Available data:
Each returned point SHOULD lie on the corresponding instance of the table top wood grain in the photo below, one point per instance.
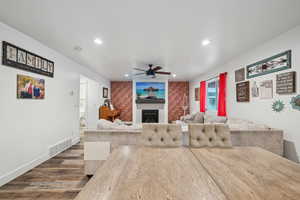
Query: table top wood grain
(145, 173)
(251, 173)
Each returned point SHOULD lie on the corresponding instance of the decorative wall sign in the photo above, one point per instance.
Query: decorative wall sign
(266, 89)
(240, 75)
(197, 94)
(295, 102)
(19, 58)
(275, 63)
(278, 106)
(105, 93)
(255, 90)
(286, 83)
(30, 88)
(243, 92)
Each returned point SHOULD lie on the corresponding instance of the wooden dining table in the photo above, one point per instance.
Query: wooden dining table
(239, 173)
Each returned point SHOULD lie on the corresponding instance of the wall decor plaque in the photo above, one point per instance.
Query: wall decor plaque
(275, 63)
(286, 83)
(240, 75)
(278, 106)
(105, 92)
(197, 94)
(30, 88)
(243, 91)
(19, 58)
(266, 89)
(255, 89)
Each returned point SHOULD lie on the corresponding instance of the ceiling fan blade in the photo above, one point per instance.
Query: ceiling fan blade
(157, 68)
(165, 73)
(139, 69)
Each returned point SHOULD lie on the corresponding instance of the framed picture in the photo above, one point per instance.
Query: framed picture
(19, 58)
(240, 75)
(197, 94)
(243, 92)
(275, 63)
(255, 90)
(30, 88)
(266, 89)
(105, 92)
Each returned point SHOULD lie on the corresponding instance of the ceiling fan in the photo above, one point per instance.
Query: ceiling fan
(152, 71)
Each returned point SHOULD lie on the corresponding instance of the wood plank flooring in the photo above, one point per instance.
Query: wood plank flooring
(60, 178)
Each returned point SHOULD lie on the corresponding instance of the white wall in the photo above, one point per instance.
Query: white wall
(94, 100)
(29, 127)
(260, 110)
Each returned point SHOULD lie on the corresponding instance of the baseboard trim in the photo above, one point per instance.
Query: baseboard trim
(75, 140)
(28, 166)
(22, 169)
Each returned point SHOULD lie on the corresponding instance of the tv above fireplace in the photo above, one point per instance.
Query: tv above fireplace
(150, 92)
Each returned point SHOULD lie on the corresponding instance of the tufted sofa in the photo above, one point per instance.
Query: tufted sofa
(209, 135)
(162, 135)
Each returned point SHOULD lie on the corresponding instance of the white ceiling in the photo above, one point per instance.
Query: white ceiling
(138, 32)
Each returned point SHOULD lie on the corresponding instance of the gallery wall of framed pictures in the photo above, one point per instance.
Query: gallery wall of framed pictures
(285, 82)
(19, 58)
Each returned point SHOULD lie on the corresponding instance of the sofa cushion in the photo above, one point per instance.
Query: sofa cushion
(199, 118)
(209, 135)
(162, 135)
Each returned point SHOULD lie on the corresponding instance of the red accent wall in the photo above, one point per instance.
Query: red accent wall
(178, 90)
(121, 97)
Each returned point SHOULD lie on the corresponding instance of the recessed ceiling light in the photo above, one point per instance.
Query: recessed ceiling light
(98, 41)
(205, 42)
(77, 48)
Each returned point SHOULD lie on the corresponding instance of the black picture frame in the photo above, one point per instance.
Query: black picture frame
(268, 65)
(25, 60)
(105, 92)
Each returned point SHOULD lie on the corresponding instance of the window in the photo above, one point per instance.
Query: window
(212, 94)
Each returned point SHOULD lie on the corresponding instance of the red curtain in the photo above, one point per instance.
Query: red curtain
(202, 96)
(222, 95)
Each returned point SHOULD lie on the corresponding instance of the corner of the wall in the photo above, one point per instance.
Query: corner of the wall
(75, 140)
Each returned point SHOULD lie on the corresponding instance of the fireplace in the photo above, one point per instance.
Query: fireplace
(150, 116)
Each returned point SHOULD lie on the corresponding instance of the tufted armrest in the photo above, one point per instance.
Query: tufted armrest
(162, 135)
(209, 135)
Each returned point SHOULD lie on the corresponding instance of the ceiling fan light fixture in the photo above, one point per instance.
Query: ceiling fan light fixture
(98, 41)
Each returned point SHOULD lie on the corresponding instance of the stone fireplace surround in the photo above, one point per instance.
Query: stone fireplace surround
(161, 107)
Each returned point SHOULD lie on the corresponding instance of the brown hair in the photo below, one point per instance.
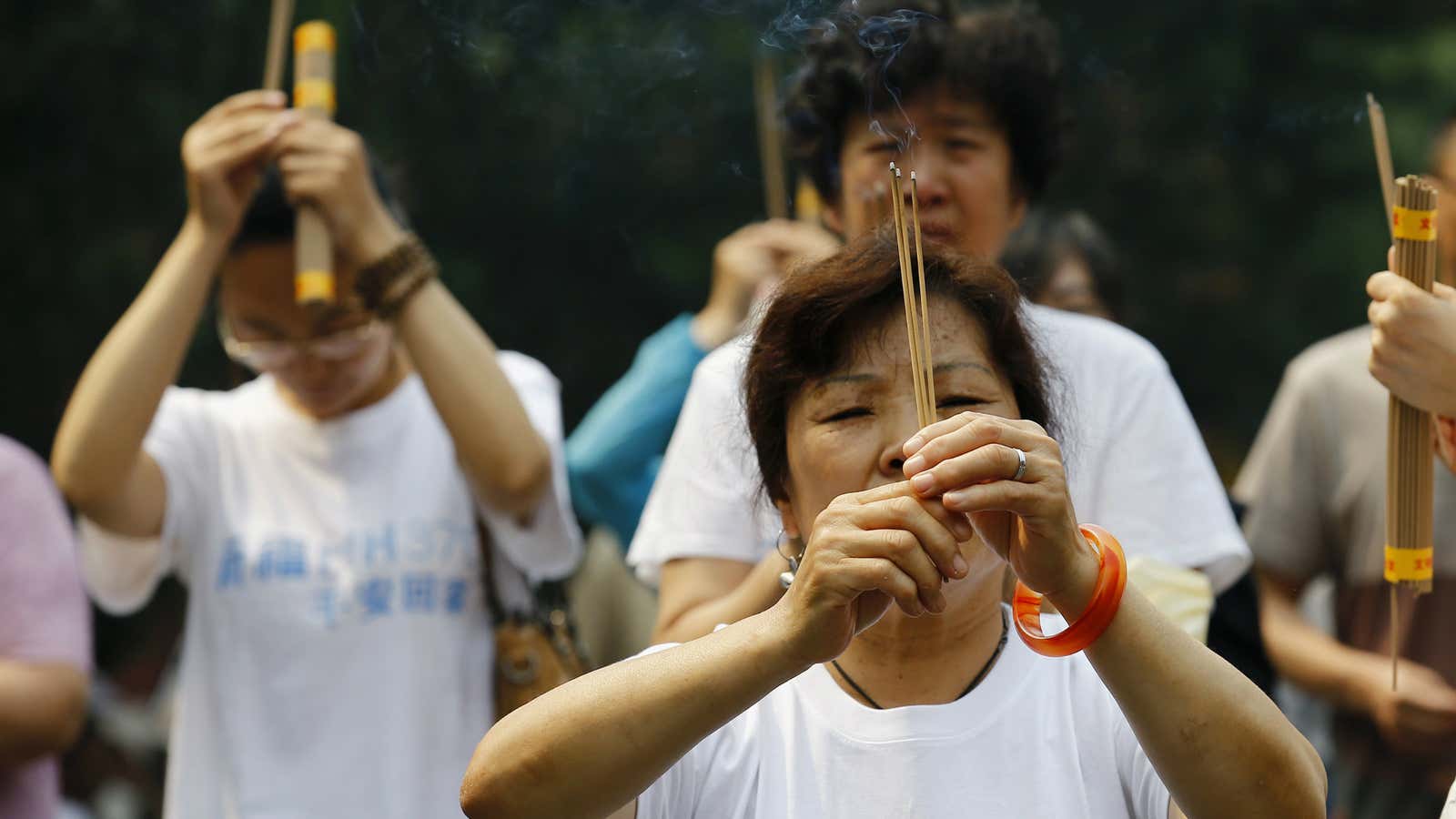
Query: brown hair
(868, 56)
(810, 329)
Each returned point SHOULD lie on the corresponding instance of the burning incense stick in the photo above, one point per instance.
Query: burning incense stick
(771, 143)
(1382, 157)
(313, 46)
(277, 36)
(925, 302)
(1410, 472)
(915, 303)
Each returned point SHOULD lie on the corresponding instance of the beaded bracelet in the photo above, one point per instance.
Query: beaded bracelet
(386, 285)
(1107, 595)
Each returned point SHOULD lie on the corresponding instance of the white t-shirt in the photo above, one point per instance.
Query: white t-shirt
(1038, 736)
(337, 656)
(1135, 460)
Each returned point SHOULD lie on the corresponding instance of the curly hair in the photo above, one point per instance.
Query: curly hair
(871, 53)
(823, 309)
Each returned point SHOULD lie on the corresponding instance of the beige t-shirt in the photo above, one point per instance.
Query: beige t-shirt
(1315, 490)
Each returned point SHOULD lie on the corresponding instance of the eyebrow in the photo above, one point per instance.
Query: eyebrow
(965, 365)
(863, 378)
(264, 325)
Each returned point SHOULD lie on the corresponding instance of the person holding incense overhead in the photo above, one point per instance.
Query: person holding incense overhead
(887, 681)
(324, 516)
(1315, 487)
(980, 92)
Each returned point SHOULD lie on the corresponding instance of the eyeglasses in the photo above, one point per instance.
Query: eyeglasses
(266, 356)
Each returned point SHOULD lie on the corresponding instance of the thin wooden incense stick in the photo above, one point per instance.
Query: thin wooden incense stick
(909, 295)
(313, 47)
(278, 24)
(925, 302)
(1382, 157)
(771, 142)
(1410, 470)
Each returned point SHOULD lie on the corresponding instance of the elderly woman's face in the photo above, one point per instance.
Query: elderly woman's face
(846, 431)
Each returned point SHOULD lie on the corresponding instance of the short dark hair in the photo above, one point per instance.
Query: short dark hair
(1006, 58)
(271, 217)
(823, 309)
(1046, 239)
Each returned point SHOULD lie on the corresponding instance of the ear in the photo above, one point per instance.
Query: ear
(790, 521)
(834, 219)
(1018, 210)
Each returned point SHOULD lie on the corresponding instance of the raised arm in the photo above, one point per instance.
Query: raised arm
(43, 707)
(1218, 742)
(504, 457)
(98, 460)
(1417, 717)
(701, 593)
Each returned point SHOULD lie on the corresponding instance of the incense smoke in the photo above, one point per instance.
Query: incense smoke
(883, 35)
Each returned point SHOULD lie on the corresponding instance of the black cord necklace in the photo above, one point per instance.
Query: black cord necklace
(968, 688)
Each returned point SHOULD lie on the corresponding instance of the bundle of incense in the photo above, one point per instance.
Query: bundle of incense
(771, 145)
(1382, 155)
(917, 307)
(277, 36)
(313, 47)
(1410, 471)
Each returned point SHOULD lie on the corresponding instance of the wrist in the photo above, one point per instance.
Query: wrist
(203, 241)
(1361, 676)
(1075, 593)
(376, 238)
(786, 647)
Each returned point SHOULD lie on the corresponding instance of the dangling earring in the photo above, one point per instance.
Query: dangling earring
(786, 577)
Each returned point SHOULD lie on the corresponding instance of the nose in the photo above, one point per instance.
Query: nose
(897, 431)
(309, 368)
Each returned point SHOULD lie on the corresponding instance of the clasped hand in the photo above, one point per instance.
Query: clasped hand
(900, 544)
(322, 164)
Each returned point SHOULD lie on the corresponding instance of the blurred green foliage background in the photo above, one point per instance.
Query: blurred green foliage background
(574, 164)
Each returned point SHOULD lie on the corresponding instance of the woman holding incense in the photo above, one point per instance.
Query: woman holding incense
(325, 515)
(887, 681)
(977, 116)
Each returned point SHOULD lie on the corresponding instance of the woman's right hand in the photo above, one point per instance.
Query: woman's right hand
(223, 155)
(868, 551)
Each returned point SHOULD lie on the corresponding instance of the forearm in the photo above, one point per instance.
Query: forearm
(1218, 742)
(1305, 654)
(753, 593)
(500, 450)
(597, 742)
(108, 416)
(43, 707)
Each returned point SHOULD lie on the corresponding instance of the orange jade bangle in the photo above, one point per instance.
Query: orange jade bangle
(1111, 579)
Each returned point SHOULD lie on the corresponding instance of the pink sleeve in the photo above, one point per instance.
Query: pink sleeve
(43, 608)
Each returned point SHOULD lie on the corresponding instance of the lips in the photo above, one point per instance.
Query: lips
(938, 230)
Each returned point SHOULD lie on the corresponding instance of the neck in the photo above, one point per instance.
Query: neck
(926, 661)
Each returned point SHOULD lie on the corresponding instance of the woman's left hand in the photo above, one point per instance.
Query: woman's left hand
(970, 462)
(327, 165)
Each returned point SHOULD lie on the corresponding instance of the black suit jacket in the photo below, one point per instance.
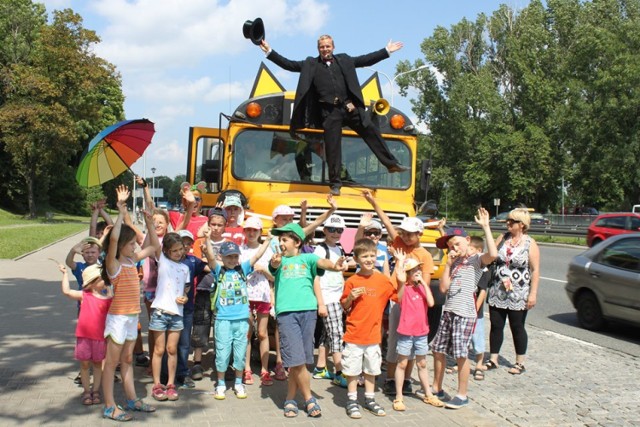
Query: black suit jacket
(306, 111)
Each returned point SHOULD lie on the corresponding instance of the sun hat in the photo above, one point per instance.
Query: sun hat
(90, 274)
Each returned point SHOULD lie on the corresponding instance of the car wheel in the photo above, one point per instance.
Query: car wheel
(589, 311)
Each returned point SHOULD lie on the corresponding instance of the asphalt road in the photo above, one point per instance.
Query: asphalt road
(555, 313)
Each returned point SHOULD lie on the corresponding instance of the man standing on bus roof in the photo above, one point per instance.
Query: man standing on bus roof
(328, 96)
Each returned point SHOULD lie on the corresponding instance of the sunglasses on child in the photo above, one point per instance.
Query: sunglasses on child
(334, 230)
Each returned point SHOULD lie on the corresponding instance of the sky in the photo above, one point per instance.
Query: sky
(183, 62)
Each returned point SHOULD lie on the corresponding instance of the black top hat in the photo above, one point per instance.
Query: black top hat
(254, 30)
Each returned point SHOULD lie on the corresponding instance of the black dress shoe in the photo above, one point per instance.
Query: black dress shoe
(398, 168)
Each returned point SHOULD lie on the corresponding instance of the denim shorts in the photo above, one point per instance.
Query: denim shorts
(296, 337)
(411, 346)
(163, 321)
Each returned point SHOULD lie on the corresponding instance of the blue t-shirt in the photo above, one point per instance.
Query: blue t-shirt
(196, 268)
(233, 300)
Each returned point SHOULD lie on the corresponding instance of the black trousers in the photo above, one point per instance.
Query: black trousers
(334, 118)
(517, 318)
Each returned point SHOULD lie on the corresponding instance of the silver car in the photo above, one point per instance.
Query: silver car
(604, 282)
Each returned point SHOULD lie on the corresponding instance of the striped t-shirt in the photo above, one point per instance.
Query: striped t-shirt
(465, 274)
(126, 290)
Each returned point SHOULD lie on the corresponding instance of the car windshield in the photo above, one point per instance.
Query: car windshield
(266, 155)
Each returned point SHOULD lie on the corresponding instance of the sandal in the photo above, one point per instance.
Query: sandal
(314, 411)
(86, 399)
(290, 408)
(373, 407)
(517, 369)
(139, 406)
(490, 365)
(398, 405)
(110, 413)
(433, 401)
(353, 409)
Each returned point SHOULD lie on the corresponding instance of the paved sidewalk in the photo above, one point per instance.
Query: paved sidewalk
(568, 382)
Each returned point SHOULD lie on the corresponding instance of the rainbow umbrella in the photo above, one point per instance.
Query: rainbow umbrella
(113, 151)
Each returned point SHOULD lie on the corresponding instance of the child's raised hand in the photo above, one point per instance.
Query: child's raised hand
(482, 219)
(122, 193)
(365, 220)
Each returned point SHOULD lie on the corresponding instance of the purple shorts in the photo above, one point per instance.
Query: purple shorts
(88, 350)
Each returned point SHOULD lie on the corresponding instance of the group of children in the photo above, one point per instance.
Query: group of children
(216, 272)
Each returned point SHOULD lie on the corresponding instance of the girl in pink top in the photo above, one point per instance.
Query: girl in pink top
(414, 297)
(91, 346)
(121, 327)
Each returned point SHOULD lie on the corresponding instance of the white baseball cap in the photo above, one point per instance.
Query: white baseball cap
(335, 221)
(412, 225)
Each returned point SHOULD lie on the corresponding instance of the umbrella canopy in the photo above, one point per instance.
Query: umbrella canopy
(113, 151)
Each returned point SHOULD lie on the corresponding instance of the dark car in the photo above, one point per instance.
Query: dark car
(612, 224)
(604, 282)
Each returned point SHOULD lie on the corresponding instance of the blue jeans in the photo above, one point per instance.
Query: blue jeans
(184, 344)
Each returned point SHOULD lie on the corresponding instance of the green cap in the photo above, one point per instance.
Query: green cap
(293, 227)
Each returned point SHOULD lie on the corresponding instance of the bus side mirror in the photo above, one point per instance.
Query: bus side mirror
(211, 172)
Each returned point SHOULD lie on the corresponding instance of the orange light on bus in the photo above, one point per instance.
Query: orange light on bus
(397, 121)
(254, 110)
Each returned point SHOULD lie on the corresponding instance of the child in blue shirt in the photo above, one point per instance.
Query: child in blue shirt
(230, 302)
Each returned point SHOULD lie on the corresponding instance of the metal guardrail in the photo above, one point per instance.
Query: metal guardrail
(551, 230)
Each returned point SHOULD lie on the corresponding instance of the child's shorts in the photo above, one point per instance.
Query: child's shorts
(358, 358)
(163, 321)
(296, 337)
(88, 350)
(121, 327)
(411, 346)
(454, 335)
(201, 320)
(260, 307)
(478, 340)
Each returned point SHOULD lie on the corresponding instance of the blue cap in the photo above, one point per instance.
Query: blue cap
(229, 248)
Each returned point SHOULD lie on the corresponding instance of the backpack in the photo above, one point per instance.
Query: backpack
(215, 284)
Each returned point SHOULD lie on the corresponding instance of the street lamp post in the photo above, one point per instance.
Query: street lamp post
(445, 186)
(153, 185)
(393, 80)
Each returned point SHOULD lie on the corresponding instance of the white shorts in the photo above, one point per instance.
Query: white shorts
(361, 358)
(121, 327)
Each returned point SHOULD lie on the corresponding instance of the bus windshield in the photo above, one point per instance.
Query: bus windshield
(267, 155)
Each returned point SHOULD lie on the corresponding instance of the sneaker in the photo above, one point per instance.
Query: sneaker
(247, 377)
(187, 382)
(389, 387)
(340, 380)
(171, 392)
(197, 372)
(240, 392)
(280, 373)
(265, 379)
(159, 392)
(322, 374)
(220, 392)
(456, 403)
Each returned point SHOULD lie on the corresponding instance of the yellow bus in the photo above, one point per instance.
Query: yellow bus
(257, 155)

What you have to do:
Look above for the line containing "Query: ceiling fan blade". Output from there through the line containing "the white wall", exactly and inclusively.

Answer space:
Query: ceiling fan blade
(157, 68)
(165, 73)
(139, 69)
Each returned point SHOULD lie on the corresponding instance of the framed picture in the photo above, one point per instance.
Query: framed picture
(19, 58)
(240, 75)
(197, 94)
(243, 92)
(275, 63)
(255, 90)
(30, 88)
(266, 89)
(105, 92)
Each returned point SHOULD lie on the corresponding instance of the ceiling fan in the photo above, one point per instance.
Query: ceiling fan
(152, 71)
Each returned point SHOULD lie on the corresponding instance of the wood plank flooring in the photo above, one point per instance.
Query: wood plank flooring
(60, 178)
Each returned point SHOULD lie on the corresponding instance of the white wall in the photo above, one point per instance.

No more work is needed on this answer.